Task goal: Pictures in the listing do not belong in the copy, which should repeat exactly the lines from the one holding "Drop one point on every instance of the chandelier in" through the last line.

Listed entries:

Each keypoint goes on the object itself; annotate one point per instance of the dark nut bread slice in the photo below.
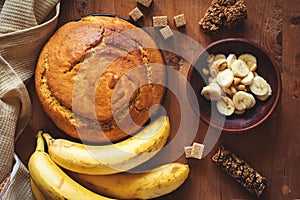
(223, 13)
(239, 170)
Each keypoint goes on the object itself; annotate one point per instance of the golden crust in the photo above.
(91, 71)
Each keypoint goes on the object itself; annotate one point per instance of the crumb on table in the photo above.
(136, 14)
(145, 3)
(160, 21)
(166, 32)
(179, 20)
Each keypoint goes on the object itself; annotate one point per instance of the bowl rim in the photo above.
(277, 93)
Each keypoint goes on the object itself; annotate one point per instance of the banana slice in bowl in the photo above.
(254, 90)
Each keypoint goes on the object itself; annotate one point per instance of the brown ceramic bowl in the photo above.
(252, 117)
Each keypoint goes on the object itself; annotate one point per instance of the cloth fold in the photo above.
(23, 33)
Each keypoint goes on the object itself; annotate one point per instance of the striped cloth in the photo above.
(24, 28)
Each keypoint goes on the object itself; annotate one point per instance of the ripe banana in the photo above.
(243, 100)
(225, 78)
(266, 96)
(36, 191)
(51, 181)
(226, 106)
(239, 68)
(249, 59)
(212, 92)
(114, 158)
(248, 80)
(259, 86)
(230, 59)
(157, 182)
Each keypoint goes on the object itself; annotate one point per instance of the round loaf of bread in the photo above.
(98, 77)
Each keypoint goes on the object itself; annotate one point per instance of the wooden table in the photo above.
(273, 147)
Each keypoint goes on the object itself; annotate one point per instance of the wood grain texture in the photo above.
(272, 148)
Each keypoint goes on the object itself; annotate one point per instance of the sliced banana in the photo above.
(239, 112)
(239, 68)
(266, 96)
(230, 59)
(225, 78)
(234, 82)
(259, 86)
(249, 59)
(253, 101)
(219, 56)
(212, 80)
(212, 92)
(247, 80)
(213, 70)
(242, 100)
(226, 106)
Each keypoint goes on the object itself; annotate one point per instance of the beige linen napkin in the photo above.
(23, 32)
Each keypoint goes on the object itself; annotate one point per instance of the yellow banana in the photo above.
(155, 183)
(51, 181)
(36, 191)
(114, 158)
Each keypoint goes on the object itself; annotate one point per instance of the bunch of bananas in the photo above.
(72, 170)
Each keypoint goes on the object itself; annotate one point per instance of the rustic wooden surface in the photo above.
(273, 147)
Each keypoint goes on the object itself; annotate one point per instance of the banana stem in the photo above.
(40, 146)
(48, 138)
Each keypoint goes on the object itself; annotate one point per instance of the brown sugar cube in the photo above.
(160, 21)
(136, 14)
(179, 20)
(197, 150)
(188, 151)
(166, 32)
(145, 3)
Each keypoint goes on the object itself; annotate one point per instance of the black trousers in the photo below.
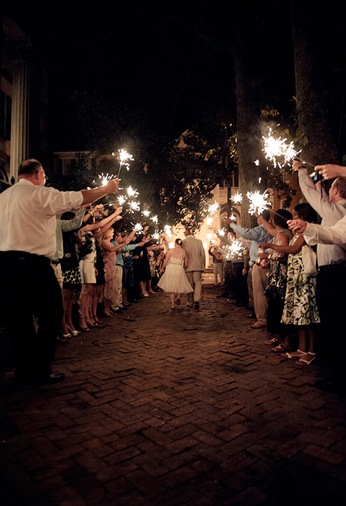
(31, 302)
(331, 302)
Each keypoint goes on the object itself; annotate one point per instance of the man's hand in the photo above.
(297, 226)
(330, 171)
(112, 185)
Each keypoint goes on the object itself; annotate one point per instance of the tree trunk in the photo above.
(310, 48)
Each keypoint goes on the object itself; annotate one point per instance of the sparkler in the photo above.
(237, 198)
(258, 201)
(105, 178)
(213, 208)
(138, 227)
(276, 148)
(124, 159)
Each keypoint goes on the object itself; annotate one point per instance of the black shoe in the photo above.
(330, 386)
(51, 379)
(62, 339)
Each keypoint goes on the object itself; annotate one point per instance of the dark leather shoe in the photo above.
(330, 386)
(51, 379)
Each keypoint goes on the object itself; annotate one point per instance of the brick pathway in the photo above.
(189, 408)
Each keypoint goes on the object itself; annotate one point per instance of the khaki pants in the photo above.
(195, 280)
(259, 283)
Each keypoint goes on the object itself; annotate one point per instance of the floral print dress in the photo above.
(300, 307)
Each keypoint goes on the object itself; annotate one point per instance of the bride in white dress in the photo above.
(174, 280)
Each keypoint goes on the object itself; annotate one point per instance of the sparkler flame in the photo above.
(131, 192)
(276, 149)
(124, 158)
(134, 205)
(237, 198)
(213, 208)
(105, 178)
(258, 201)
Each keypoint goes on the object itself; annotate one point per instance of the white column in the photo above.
(19, 117)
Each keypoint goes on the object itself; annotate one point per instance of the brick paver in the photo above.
(183, 408)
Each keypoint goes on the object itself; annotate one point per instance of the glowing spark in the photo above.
(121, 200)
(237, 198)
(105, 178)
(131, 192)
(213, 208)
(236, 247)
(124, 159)
(168, 230)
(276, 149)
(134, 205)
(258, 201)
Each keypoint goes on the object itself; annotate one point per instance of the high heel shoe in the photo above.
(108, 314)
(83, 326)
(73, 332)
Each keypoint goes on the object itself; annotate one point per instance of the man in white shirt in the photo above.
(331, 276)
(29, 286)
(196, 265)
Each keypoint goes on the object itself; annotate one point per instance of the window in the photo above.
(5, 116)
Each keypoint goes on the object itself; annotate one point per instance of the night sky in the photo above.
(168, 60)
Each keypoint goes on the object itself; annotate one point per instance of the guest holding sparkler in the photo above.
(331, 171)
(331, 258)
(196, 254)
(300, 307)
(256, 274)
(277, 276)
(28, 284)
(91, 291)
(174, 280)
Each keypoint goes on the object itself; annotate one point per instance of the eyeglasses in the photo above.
(44, 174)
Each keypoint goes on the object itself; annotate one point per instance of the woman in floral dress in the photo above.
(300, 307)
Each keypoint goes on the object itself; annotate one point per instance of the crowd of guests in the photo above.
(101, 269)
(301, 308)
(83, 260)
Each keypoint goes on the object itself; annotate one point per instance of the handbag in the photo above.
(309, 258)
(276, 288)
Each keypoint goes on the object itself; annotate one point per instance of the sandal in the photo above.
(296, 354)
(308, 359)
(279, 349)
(83, 326)
(272, 341)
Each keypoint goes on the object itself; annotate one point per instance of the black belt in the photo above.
(22, 255)
(332, 266)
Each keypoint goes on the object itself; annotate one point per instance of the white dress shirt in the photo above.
(28, 217)
(336, 234)
(330, 213)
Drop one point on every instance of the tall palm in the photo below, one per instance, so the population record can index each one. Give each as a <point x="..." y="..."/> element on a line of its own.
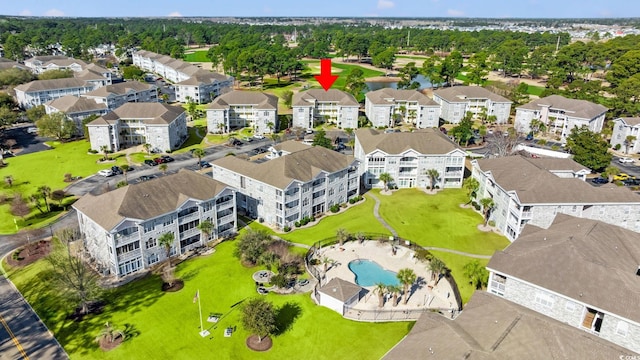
<point x="381" y="290"/>
<point x="434" y="177"/>
<point x="166" y="241"/>
<point x="487" y="206"/>
<point x="386" y="178"/>
<point x="206" y="228"/>
<point x="406" y="277"/>
<point x="199" y="153"/>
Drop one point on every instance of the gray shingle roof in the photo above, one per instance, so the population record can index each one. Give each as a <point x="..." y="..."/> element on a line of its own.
<point x="302" y="165"/>
<point x="387" y="96"/>
<point x="425" y="141"/>
<point x="150" y="113"/>
<point x="148" y="199"/>
<point x="535" y="185"/>
<point x="462" y="93"/>
<point x="492" y="328"/>
<point x="237" y="97"/>
<point x="578" y="108"/>
<point x="587" y="260"/>
<point x="306" y="98"/>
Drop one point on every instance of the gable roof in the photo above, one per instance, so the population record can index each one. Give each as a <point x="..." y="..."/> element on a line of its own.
<point x="150" y="113"/>
<point x="148" y="199"/>
<point x="424" y="141"/>
<point x="238" y="97"/>
<point x="587" y="260"/>
<point x="340" y="289"/>
<point x="577" y="108"/>
<point x="70" y="104"/>
<point x="388" y="96"/>
<point x="462" y="93"/>
<point x="494" y="328"/>
<point x="307" y="98"/>
<point x="535" y="185"/>
<point x="302" y="165"/>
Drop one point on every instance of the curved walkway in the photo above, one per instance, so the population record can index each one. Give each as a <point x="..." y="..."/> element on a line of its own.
<point x="376" y="213"/>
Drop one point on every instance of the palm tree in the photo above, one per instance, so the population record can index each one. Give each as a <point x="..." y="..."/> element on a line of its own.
<point x="199" y="153"/>
<point x="434" y="176"/>
<point x="406" y="277"/>
<point x="381" y="290"/>
<point x="487" y="205"/>
<point x="125" y="168"/>
<point x="166" y="241"/>
<point x="386" y="178"/>
<point x="206" y="228"/>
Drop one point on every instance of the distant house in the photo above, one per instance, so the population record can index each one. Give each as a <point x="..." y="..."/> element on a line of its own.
<point x="162" y="126"/>
<point x="534" y="191"/>
<point x="581" y="272"/>
<point x="338" y="295"/>
<point x="316" y="106"/>
<point x="239" y="109"/>
<point x="624" y="128"/>
<point x="492" y="328"/>
<point x="113" y="96"/>
<point x="560" y="115"/>
<point x="385" y="106"/>
<point x="456" y="101"/>
<point x="407" y="156"/>
<point x="121" y="228"/>
<point x="284" y="190"/>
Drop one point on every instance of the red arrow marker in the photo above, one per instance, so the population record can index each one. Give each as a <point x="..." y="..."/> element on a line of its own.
<point x="325" y="78"/>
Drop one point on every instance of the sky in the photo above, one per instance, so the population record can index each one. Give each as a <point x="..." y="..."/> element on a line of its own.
<point x="342" y="8"/>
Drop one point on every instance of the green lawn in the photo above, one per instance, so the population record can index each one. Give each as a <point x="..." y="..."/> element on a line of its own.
<point x="438" y="220"/>
<point x="197" y="56"/>
<point x="167" y="323"/>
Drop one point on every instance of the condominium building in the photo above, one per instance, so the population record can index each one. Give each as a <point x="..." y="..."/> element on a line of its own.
<point x="289" y="188"/>
<point x="389" y="107"/>
<point x="407" y="156"/>
<point x="121" y="228"/>
<point x="456" y="101"/>
<point x="162" y="126"/>
<point x="584" y="273"/>
<point x="191" y="82"/>
<point x="316" y="106"/>
<point x="626" y="132"/>
<point x="533" y="191"/>
<point x="113" y="96"/>
<point x="559" y="115"/>
<point x="239" y="109"/>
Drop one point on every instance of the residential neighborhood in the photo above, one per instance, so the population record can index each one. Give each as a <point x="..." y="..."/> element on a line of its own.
<point x="384" y="187"/>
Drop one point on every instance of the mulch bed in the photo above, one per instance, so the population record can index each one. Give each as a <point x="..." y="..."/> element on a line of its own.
<point x="255" y="345"/>
<point x="176" y="286"/>
<point x="105" y="345"/>
<point x="30" y="253"/>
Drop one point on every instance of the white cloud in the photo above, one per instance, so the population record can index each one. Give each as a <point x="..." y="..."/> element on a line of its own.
<point x="385" y="4"/>
<point x="54" y="12"/>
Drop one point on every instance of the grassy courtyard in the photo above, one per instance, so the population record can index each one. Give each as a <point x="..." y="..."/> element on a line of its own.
<point x="165" y="325"/>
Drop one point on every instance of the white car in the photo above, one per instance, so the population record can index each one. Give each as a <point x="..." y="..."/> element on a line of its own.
<point x="105" y="172"/>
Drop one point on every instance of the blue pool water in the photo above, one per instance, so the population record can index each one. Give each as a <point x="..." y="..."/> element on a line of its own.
<point x="369" y="273"/>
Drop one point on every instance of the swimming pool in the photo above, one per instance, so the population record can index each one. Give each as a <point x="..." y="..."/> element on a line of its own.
<point x="369" y="273"/>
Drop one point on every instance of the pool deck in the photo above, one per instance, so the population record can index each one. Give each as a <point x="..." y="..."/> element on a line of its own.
<point x="423" y="295"/>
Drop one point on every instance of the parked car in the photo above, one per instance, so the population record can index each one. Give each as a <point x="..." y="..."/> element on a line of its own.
<point x="599" y="180"/>
<point x="105" y="172"/>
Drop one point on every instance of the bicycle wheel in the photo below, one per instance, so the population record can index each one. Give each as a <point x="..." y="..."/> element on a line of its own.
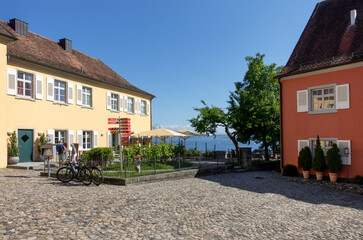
<point x="86" y="176"/>
<point x="65" y="174"/>
<point x="97" y="176"/>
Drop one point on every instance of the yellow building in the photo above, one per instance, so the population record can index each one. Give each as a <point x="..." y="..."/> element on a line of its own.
<point x="48" y="87"/>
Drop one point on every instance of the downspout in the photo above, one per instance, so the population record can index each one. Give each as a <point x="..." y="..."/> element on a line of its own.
<point x="281" y="132"/>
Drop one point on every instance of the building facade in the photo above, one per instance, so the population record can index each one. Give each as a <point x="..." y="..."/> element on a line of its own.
<point x="49" y="87"/>
<point x="320" y="86"/>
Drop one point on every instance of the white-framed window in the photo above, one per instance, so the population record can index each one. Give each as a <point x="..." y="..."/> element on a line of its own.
<point x="86" y="96"/>
<point x="325" y="144"/>
<point x="130" y="104"/>
<point x="86" y="140"/>
<point x="59" y="91"/>
<point x="114" y="102"/>
<point x="60" y="135"/>
<point x="24" y="84"/>
<point x="323" y="99"/>
<point x="143" y="107"/>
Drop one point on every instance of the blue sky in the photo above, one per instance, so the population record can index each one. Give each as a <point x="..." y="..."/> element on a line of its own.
<point x="182" y="51"/>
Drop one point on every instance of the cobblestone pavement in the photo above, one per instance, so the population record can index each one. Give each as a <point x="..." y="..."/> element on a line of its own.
<point x="252" y="205"/>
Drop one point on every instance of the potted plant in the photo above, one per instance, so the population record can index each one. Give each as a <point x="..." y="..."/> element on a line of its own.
<point x="334" y="162"/>
<point x="13" y="149"/>
<point x="318" y="162"/>
<point x="41" y="141"/>
<point x="304" y="161"/>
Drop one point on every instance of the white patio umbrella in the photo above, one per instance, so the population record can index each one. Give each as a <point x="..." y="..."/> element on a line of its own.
<point x="161" y="133"/>
<point x="189" y="134"/>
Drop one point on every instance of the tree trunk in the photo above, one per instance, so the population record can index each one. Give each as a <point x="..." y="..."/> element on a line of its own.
<point x="235" y="143"/>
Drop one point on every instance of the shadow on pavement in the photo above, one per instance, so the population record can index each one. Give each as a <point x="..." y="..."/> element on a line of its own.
<point x="269" y="182"/>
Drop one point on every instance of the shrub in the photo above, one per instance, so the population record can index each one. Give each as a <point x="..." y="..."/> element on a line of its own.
<point x="289" y="170"/>
<point x="304" y="159"/>
<point x="358" y="179"/>
<point x="13" y="147"/>
<point x="318" y="162"/>
<point x="98" y="153"/>
<point x="333" y="159"/>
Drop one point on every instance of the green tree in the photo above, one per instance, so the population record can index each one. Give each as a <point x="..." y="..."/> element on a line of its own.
<point x="257" y="101"/>
<point x="210" y="118"/>
<point x="253" y="112"/>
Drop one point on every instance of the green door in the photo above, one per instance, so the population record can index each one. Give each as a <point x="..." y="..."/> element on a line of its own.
<point x="25" y="140"/>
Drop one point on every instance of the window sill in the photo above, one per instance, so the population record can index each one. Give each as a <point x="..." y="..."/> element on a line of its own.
<point x="323" y="111"/>
<point x="24" y="98"/>
<point x="60" y="103"/>
<point x="87" y="107"/>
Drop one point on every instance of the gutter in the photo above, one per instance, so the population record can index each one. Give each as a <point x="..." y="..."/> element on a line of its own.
<point x="281" y="131"/>
<point x="77" y="74"/>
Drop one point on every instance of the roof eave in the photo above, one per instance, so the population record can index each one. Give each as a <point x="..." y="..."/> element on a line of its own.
<point x="77" y="74"/>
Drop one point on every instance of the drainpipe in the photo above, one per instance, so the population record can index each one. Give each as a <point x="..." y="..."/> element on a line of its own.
<point x="281" y="132"/>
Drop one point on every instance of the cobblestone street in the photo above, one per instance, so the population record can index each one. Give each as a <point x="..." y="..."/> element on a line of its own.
<point x="252" y="205"/>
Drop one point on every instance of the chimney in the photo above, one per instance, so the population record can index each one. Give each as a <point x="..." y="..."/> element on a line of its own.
<point x="353" y="17"/>
<point x="19" y="26"/>
<point x="66" y="44"/>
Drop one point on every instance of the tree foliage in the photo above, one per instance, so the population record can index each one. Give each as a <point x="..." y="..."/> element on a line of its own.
<point x="254" y="108"/>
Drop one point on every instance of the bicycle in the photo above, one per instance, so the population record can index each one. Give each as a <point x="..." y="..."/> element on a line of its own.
<point x="78" y="173"/>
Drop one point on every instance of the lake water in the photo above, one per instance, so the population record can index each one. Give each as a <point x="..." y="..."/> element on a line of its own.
<point x="220" y="143"/>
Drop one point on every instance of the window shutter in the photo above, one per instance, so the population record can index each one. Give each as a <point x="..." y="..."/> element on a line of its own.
<point x="109" y="139"/>
<point x="342" y="93"/>
<point x="50" y="89"/>
<point x="95" y="139"/>
<point x="51" y="134"/>
<point x="147" y="108"/>
<point x="70" y="93"/>
<point x="108" y="100"/>
<point x="79" y="94"/>
<point x="125" y="103"/>
<point x="302" y="101"/>
<point x="301" y="144"/>
<point x="346" y="159"/>
<point x="11" y="81"/>
<point x="80" y="139"/>
<point x="121" y="103"/>
<point x="70" y="138"/>
<point x="39" y="87"/>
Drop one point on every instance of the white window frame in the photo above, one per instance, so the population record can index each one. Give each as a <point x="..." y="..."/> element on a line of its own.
<point x="85" y="95"/>
<point x="322" y="140"/>
<point x="130" y="105"/>
<point x="114" y="102"/>
<point x="57" y="90"/>
<point x="87" y="139"/>
<point x="322" y="88"/>
<point x="24" y="81"/>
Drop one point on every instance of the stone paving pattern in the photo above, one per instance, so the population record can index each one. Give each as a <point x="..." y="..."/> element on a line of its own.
<point x="252" y="205"/>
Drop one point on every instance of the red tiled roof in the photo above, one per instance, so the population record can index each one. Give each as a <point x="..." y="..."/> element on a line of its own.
<point x="5" y="32"/>
<point x="328" y="40"/>
<point x="41" y="50"/>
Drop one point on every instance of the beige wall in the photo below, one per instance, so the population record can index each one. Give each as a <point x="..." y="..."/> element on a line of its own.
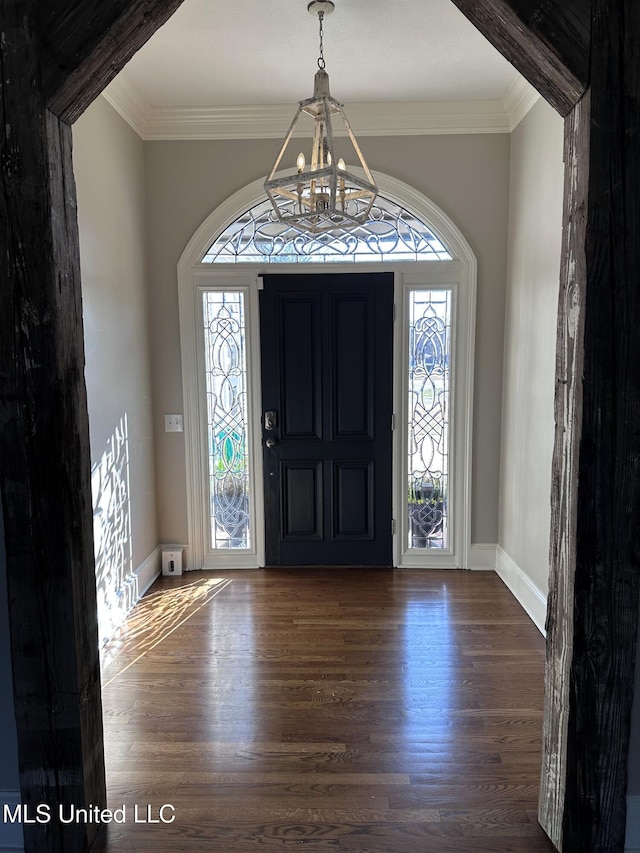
<point x="467" y="176"/>
<point x="109" y="170"/>
<point x="535" y="230"/>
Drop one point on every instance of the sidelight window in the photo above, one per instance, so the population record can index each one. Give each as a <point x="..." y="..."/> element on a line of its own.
<point x="428" y="408"/>
<point x="227" y="444"/>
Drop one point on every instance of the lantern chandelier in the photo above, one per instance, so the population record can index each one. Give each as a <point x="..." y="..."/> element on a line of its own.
<point x="321" y="194"/>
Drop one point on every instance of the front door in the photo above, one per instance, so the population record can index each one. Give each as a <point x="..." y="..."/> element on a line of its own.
<point x="326" y="344"/>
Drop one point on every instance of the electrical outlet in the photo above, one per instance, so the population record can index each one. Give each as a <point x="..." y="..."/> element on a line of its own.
<point x="173" y="423"/>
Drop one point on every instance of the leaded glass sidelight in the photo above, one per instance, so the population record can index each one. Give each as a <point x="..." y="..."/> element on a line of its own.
<point x="227" y="439"/>
<point x="392" y="233"/>
<point x="429" y="392"/>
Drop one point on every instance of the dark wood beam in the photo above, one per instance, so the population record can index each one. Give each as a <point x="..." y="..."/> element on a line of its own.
<point x="85" y="43"/>
<point x="565" y="470"/>
<point x="607" y="576"/>
<point x="595" y="555"/>
<point x="546" y="40"/>
<point x="44" y="453"/>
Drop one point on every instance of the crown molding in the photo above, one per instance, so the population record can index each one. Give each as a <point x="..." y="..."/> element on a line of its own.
<point x="518" y="100"/>
<point x="271" y="122"/>
<point x="126" y="100"/>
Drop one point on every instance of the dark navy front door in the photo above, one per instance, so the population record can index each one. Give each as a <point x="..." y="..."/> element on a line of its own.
<point x="327" y="344"/>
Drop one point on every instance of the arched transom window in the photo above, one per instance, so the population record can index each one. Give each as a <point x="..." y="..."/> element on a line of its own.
<point x="392" y="233"/>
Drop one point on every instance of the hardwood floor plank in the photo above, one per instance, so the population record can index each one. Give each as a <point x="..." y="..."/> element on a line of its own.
<point x="335" y="710"/>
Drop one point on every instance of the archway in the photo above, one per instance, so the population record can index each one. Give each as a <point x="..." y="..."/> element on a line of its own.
<point x="233" y="247"/>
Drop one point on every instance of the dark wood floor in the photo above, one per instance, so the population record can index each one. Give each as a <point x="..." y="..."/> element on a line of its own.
<point x="326" y="710"/>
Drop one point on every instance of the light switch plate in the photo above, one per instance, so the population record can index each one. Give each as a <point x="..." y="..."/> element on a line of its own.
<point x="173" y="423"/>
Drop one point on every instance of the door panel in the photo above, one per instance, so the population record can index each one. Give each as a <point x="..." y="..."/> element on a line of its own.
<point x="326" y="349"/>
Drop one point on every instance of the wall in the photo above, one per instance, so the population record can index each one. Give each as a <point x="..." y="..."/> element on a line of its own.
<point x="109" y="170"/>
<point x="467" y="176"/>
<point x="535" y="231"/>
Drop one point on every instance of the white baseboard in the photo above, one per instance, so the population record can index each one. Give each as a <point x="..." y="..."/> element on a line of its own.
<point x="11" y="836"/>
<point x="482" y="558"/>
<point x="632" y="840"/>
<point x="147" y="572"/>
<point x="532" y="599"/>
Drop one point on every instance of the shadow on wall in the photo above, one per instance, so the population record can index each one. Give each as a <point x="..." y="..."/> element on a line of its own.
<point x="116" y="584"/>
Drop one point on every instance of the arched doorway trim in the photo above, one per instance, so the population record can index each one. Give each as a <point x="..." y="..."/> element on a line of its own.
<point x="458" y="275"/>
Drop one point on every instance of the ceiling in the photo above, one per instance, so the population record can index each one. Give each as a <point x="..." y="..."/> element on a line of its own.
<point x="220" y="62"/>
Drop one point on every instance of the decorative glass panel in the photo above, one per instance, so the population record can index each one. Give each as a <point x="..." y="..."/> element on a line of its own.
<point x="428" y="455"/>
<point x="226" y="377"/>
<point x="391" y="234"/>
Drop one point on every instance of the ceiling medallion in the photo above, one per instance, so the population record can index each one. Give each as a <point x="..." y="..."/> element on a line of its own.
<point x="321" y="193"/>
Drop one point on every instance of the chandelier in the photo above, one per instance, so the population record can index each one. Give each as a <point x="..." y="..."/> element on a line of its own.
<point x="321" y="193"/>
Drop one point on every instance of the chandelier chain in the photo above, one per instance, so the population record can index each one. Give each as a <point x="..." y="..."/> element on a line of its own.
<point x="321" y="62"/>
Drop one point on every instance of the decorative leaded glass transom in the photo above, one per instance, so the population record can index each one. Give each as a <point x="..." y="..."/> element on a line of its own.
<point x="392" y="233"/>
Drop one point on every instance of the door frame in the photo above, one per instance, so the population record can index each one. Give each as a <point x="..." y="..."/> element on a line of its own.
<point x="194" y="276"/>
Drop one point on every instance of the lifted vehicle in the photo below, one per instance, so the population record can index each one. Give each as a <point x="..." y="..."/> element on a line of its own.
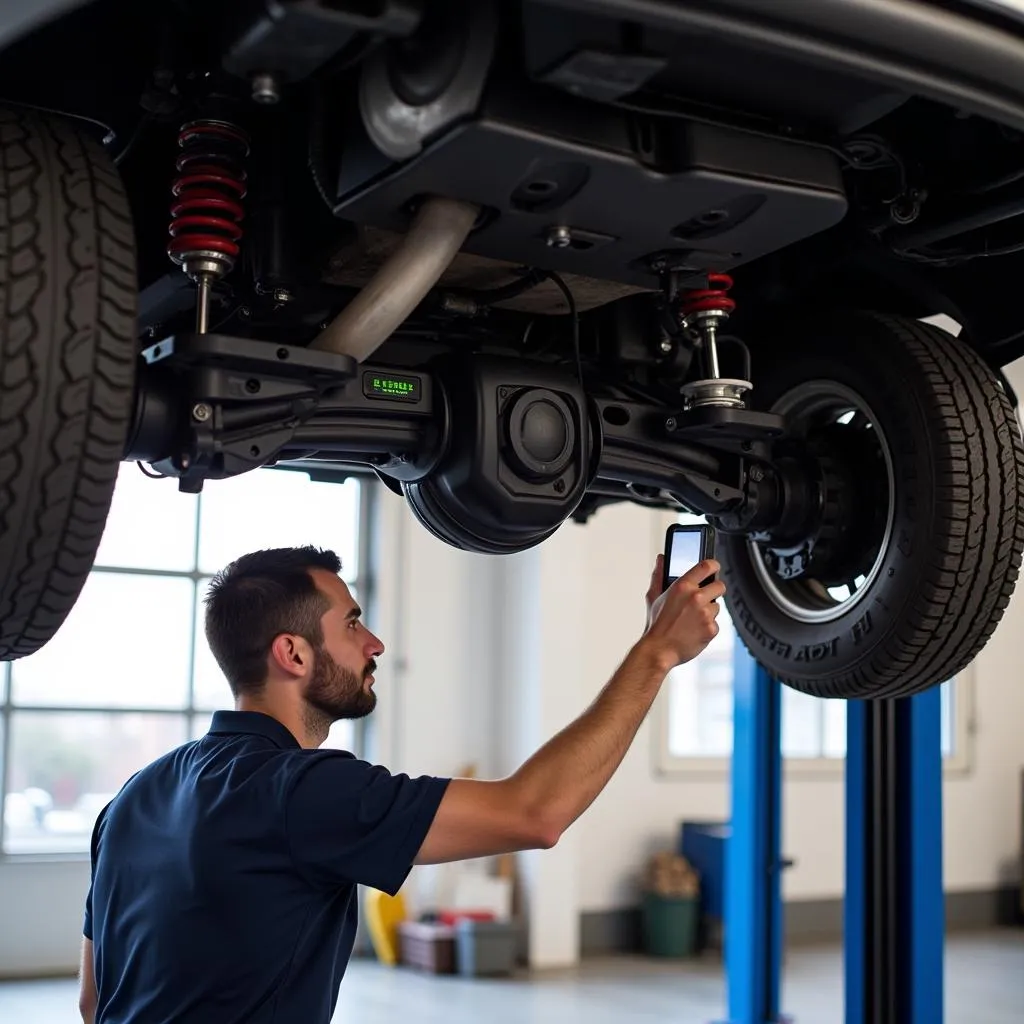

Task output:
Drop one point on every instance of the chandelier in the photo above, one per instance, so the population record can index each one. Give each as a <point x="..." y="..."/> element on a line of its own.
<point x="321" y="193"/>
Drop one point on every instance of the chandelier chain in the photo above, one per instance, so the population record can index each one. Give each as a <point x="..." y="..."/> element on a line of its own.
<point x="321" y="62"/>
Drop one point on every instance of the decorative leaded glass transom in the photo above, one per instance, so the population record can index each one. Give each as a <point x="..." y="..."/> element on a line of its own.
<point x="392" y="233"/>
Drop one point on every instance of the door frame in the photo above, one per instance, so the population record can index each one. Give each as a <point x="..." y="..."/> element on a line of its own.
<point x="194" y="276"/>
Drop one point on every instance of the lifted vehicle in the photo below, one per instance, so the population record can index each one. Give each as a <point x="..." y="..."/> element on a line of its own.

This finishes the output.